* [Jobs]:
[1] According to the court order, what position did Sean Byrnes hold in the plaintiff's credit card division?
[2] Please reproduce a passage of the court order word for word, beginning with the words "Preview:IN THE SUPERIOR" and stopping after "N12C-01-205 CLS ) ) ) ) )".

* [Extract provided]:

# # # # # # #

Preview:IN THE SUPERIOR COURT OF THE STATE OF DELAWARE IN AND FOR NEW CASTLE COUNTY TORREY PINES BANK, Plaintiff, v. SEAN P. BYRNES Defendant. ) ) ) ) C.A. No. N12C-01-205 CLS ) ) ) ) )

ORDER
On this 4th Day of March, 2013, and upon consideration of Plaintiff's Motion in Limine, it appears to the Court that: Beginning on or about June 2007, Defendant Sean Byrnes ("Defendant") was employed by Plaintiff Torrey Pines Bank ("Plaintiff") in Plaintiff's credit card division, PartnersFirst Affinity Services, as chief financial officer. Plaintiff filed an action for breach of contract or, in the alternative, unjust enrichment based on certain post-employment payments that it made to Defendant, which were governed by a document containing the terms of employment between Plaintiff and Defendant ("Terms of Employment"). Plaintiff asserted that the payments were to cease once Defendant obtained new employment. Defendant counterclaimed arguing that Plaintiff owed him payments dating back from December 2011.

# # # # # # #

* [Data excerpt]:
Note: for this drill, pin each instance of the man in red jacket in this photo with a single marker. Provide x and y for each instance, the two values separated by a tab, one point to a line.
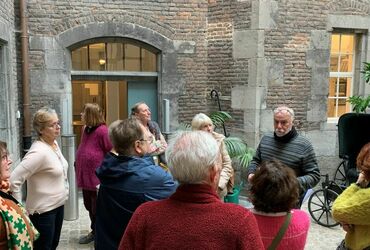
193	217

# # # # # # #

* [Full solutions]:
[1] He was chief financial officer of PartnersFirst Affinity Services.

[2]
Preview:IN THE SUPERIOR COURT OF THE STATE OF DELAWARE IN AND FOR NEW CASTLE COUNTY TORREY PINES BANK, Plaintiff, v. SEAN P. BYRNES Defendant. ) ) ) ) C.A. No. N12C-01-205 CLS ) ) ) ) )